Supplied passage:
It is indeed a resin-based stone. I did not intend to imply otherwise. I was saying that they were a really good choice for high-carbide steels, quite possibly the best choice per dollar, unless you were going to spring for vitrified diamond. Buried in all of that was a subtle implication that, while the Naniwa stones are arguably better, it's hard to make the case for them purely on value for the dollar.

I've been trying to pack fewer concepts into each sentence, to avoid confusing readers, but it is a work in progress.


----------



## Deadboxhero (Jun 22, 2021)

The OCB resin is softer than the Naniwa Diamond resin, may have better feel but more prone to wear and gouging if the angle isn't dead on.

Finish is better on the Naniwa resin diamond 
cleaner, brighter and more consistent but it also costs more. 


All resin diamond/CBN stones load up. They need to be cleaned to cut effectively if loaded significantly (which comes from use)

They also need to be dressed to expose more diamond in the resin. So it's not about just cleaning them, they need the bonding cut up with AlOx or SiC to work best. (Not too coarse or too fine, 200-400 grit range)


----------



## M1k3 (Jun 23, 2021)

Used the knives I sharpened on the stones tonight. Great edge off the 800 one, even on the cheap Mercer.


----------



## M1k3 (Jun 30, 2021)

Some thoughts on these after using them some more.

Pros:
Splash and go. Well, 2-3 splashes or so and go.
Not muddy.
Stays flat.
Speed is consistent.
Edges are really nice straight off the stone.
2 grits at about $100 ($50 per side, which isn't bad).

Cons:
Slower than regular water stones, I'd say roughly the same cutting speed as j-nats (but they don't slow down with high carbide steels)? 
They load up. Not extreme, but, they do. Nothing a nagura or higher grit stone can't fix easily.

So far, I'm liking the stone a lot. So much so, my other ones are getting neglected.


----------



## kayman67 (Jul 1, 2021)

I'm really glad you got these and you like them.


----------



## KO88 (Jul 2, 2021)

Has anyone tried the 80/150 version for thinning?


----------



## M1k3 (Jul 2, 2021)

I haven't, yet. When I ordered and last I checked, they were out of stock.


----------



## Benuser (Jul 2, 2021)

M1k3 said:


> Some thoughts on these after using them some more.
> 
> Pros:
> Splash and go. Well, 2-3 splashes or so and go.
> ...


How about tactile feedback?


----------



## M1k3 (Jul 2, 2021)

Benuser said:


> How about tactile feedback?


Like when you flip the knife and hear the burr coming off? I'm actually a bad judge of that. I never bothered to pay attention to tactile feedback much. But they're decent in that aspect.


----------



## M1k3 (Jul 2, 2021)

Used them again paying more attention to feedback. It'll let you know when you have the correct angle. It has a little suction effect.


----------



## Benuser (Jul 2, 2021)

Thanks a lot, @M1k3 ! 
That's exactly the kind of information I was looking for. Am used to Chosera / Naniwa Pros, where you feel if the apex has been reached, if the burr has flipped or is getting abraded. The kind of feedback I miss with coarse Shaptons, but is present to some degree with the SG2k.

What to work on: In the sharpening-stone thread, what grit range does Deadboxhero give for the AlOx or SiC used to dress resin diamond/CBN stones?

Records provided:
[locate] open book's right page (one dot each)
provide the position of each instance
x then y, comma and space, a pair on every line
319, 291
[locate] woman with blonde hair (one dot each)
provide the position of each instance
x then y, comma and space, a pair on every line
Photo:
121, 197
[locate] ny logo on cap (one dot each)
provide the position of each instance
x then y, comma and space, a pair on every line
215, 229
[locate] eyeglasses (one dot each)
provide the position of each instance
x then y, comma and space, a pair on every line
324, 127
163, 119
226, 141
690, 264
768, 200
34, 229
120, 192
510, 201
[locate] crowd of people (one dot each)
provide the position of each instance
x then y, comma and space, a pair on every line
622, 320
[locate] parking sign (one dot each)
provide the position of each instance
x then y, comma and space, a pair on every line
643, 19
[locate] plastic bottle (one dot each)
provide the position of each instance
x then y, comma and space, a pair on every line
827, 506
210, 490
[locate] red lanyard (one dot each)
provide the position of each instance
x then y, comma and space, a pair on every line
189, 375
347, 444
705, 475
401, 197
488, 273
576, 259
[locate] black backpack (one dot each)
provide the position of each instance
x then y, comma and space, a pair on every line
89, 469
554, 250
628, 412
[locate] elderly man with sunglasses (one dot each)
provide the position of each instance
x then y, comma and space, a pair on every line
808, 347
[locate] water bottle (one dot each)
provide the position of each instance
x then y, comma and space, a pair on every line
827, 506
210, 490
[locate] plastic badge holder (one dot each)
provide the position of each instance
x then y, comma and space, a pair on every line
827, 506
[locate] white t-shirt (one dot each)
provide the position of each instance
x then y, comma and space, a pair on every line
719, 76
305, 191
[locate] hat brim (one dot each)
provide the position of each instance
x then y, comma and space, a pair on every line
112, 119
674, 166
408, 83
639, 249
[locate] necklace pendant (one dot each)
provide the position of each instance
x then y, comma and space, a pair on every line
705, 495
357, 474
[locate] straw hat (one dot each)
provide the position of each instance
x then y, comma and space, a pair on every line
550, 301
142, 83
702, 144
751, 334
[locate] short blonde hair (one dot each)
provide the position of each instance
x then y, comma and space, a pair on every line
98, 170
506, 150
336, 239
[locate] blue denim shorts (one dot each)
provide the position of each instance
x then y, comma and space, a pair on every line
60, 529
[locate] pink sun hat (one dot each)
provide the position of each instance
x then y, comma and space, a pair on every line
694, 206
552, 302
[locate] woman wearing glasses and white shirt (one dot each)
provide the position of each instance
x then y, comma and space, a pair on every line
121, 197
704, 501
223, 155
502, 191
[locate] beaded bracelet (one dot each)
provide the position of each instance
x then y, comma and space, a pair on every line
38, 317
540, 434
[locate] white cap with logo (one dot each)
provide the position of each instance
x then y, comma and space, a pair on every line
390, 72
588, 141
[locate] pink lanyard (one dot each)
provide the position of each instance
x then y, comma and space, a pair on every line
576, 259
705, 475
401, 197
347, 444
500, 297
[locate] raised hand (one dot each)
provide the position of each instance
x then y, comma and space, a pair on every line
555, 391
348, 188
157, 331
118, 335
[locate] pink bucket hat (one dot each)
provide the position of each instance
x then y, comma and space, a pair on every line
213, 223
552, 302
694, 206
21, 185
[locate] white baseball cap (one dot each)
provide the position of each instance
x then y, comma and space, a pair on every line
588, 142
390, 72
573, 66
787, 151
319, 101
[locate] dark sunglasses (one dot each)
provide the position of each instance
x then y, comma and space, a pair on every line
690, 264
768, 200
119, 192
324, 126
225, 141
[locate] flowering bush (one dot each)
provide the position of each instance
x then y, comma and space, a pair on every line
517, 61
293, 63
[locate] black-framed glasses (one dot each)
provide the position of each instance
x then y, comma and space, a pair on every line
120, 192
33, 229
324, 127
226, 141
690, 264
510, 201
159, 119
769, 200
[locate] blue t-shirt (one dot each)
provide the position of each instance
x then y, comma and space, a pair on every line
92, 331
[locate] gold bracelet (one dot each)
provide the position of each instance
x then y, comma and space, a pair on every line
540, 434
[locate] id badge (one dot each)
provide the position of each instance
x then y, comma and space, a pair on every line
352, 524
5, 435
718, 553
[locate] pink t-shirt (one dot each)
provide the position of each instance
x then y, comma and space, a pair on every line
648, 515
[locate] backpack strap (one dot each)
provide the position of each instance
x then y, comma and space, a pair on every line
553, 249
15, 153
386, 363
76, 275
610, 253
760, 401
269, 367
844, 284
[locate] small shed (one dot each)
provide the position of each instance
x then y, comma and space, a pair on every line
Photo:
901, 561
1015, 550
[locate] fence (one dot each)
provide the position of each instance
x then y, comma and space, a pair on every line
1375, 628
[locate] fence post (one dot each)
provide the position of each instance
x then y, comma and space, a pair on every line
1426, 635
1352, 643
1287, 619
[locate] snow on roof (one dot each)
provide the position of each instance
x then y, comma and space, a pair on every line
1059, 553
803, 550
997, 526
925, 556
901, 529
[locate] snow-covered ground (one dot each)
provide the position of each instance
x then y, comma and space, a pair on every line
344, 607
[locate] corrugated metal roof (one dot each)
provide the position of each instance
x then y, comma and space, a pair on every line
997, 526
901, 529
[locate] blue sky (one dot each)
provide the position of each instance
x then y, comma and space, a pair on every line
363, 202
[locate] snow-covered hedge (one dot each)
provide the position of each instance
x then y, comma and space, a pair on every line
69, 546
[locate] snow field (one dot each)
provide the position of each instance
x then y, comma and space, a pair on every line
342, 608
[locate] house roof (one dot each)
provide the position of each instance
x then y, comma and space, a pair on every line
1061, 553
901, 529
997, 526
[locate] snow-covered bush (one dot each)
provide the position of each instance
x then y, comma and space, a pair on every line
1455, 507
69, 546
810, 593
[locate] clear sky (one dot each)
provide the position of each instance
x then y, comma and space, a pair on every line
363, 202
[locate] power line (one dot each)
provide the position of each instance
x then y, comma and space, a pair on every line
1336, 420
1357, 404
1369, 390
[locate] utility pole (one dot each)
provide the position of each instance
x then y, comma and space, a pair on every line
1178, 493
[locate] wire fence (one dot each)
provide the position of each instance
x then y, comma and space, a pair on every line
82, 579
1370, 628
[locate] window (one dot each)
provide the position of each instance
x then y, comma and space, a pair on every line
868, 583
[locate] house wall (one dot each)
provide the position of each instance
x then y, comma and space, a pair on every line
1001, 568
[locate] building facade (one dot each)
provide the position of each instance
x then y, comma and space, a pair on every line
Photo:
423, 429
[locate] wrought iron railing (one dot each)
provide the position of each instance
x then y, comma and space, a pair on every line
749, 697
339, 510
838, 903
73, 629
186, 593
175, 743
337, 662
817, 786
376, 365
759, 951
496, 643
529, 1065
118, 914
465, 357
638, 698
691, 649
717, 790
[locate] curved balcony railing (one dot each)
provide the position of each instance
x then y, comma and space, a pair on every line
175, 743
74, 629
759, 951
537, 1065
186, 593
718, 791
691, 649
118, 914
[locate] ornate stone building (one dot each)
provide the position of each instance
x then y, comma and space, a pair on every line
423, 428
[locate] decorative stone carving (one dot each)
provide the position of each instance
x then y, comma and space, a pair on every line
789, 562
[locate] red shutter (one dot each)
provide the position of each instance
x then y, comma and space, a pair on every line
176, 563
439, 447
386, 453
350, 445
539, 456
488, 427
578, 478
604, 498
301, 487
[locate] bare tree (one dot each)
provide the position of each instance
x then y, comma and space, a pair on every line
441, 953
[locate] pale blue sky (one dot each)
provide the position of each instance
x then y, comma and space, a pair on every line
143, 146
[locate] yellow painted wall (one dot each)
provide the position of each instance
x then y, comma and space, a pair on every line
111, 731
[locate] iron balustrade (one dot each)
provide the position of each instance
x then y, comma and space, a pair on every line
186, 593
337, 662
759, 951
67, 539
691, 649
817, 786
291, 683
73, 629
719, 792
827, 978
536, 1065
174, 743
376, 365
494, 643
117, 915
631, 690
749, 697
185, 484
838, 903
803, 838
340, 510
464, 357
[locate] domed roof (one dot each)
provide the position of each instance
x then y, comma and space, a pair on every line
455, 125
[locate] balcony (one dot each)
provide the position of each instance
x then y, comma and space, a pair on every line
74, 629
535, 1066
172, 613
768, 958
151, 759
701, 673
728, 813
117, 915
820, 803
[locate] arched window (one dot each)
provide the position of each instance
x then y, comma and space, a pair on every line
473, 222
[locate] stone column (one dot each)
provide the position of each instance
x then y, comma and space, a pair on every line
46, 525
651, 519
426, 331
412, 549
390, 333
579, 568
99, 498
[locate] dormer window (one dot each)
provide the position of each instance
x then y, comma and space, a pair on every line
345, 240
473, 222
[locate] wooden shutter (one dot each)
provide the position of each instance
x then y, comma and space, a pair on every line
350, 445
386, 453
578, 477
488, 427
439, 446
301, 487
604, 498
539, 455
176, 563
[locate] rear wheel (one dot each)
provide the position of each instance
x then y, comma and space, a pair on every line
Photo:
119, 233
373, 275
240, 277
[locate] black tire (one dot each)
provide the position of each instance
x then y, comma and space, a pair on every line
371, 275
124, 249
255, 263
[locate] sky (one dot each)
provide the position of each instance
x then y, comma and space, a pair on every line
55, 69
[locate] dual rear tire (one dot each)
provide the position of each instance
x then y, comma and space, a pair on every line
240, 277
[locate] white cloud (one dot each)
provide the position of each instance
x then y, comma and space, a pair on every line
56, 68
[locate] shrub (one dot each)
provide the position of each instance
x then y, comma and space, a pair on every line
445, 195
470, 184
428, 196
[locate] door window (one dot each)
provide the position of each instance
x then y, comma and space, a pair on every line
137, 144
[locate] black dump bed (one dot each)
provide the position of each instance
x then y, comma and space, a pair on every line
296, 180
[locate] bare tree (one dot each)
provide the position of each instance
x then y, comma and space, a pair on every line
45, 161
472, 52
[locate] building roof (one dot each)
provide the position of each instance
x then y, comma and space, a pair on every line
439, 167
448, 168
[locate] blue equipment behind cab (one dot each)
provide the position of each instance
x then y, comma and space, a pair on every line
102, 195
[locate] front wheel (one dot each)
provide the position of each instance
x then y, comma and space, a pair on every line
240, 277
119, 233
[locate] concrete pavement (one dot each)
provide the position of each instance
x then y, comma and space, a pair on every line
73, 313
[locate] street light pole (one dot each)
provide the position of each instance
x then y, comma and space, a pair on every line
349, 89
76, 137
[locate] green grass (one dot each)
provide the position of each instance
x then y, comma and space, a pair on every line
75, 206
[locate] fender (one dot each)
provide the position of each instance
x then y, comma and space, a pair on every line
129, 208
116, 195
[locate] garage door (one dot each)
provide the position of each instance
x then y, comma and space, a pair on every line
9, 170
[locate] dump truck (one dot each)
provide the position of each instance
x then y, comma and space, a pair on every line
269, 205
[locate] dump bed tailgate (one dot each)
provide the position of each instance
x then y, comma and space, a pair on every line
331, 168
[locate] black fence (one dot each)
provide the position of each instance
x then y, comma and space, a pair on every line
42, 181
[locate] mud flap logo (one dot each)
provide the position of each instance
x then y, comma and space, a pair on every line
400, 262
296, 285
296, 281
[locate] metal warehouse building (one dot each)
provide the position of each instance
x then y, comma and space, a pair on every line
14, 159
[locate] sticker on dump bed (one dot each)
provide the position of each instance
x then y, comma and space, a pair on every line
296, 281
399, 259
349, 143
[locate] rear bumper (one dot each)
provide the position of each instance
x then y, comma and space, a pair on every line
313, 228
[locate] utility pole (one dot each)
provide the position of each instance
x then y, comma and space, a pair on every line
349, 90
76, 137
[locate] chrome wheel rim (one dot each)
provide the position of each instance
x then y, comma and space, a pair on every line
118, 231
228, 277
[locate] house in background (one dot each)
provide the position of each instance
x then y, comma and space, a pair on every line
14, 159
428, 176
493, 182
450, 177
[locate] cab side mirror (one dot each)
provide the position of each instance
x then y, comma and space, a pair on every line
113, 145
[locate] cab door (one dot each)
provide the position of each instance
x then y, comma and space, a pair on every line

The output: 200-400 grit.